TASK LIST |
• 1. In the post about file formats for an energy disaggregation competition, why does CSV seem necessary? Answer in one to three sentences.
• 2. Write out the part of the post about file formats for an energy disaggregation competition from "I have a wonderful" up to and including "set of metrics.".

EXTRACT TO READ |
▼▼▼

I have a wonderful group of MSc students working on building a proof-of-concept energy disaggregation competition platform.
The full project spec is here.
The basic idea is that the platform will allow researchers to download training data (recording both the whole-house aggregate and individual appliance data) at a number of different sample rates, and then researchers will upload the output of their disaggregation algorithm to the platform for scoring against a set of metrics.
Which file format should we use for the training data (the data that competitors will download) and the NILM output (the data that competitors will upload)? CSV seems like a necessity to make it as easy as possible to load. Should we just use the
REDD format (i.e. have a set of
house_X directories, each of which contains a
labels.dat file and several
channel_Y.dat files, each containing two columns: timestamp and power demand) but use a controlled vocabulary for appliance names? Or do we need a more sophisticated file format (e.g. the
CSV format defined in NILMTK's CSVDataStore class that could potentially handle non-power data like weather data and confidence scores for NILM output? Or a richer metadata format which can encode things like sample rate, active / apparent power, etc... e.g. the
Simple NILM Metadata schema currently stuttering into existence?)
It would also be nice to allow folks to download high frequency data (kHz). What format should we use for that? Lucas' Pereira's "
SURF-PI" format seems to be the only attempt to standardise kHz energy data. Can we compress SURF-PI using, for example,
FLAC?

▲▲▲

DATA PROVIDED |
▼▼▼

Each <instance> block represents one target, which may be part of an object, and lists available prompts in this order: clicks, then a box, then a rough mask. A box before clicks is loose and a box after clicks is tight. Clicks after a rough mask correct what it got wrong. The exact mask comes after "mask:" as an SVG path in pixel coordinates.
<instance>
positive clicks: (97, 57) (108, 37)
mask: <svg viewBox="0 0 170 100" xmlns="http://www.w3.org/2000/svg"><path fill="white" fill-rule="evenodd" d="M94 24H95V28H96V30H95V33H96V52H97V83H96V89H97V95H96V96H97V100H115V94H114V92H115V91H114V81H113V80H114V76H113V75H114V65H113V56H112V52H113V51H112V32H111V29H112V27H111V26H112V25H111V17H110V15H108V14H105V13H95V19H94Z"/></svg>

▲▲▲

TASK-BY-TASK OUTPUTS |
• 1. CSV seems necessary because it would make the data as easy as possible to load.

• 2.
I have a wonderful group of MSc students working on building a proof-of-concept energy disaggregation competition platform.
The full project spec is here.
The basic idea is that the platform will allow researchers to download training data (recording both the whole-house aggregate and individual appliance data) at a number of different sample rates, and then researchers will upload the output of their disaggregation algorithm to the platform for scoring against a set of metrics.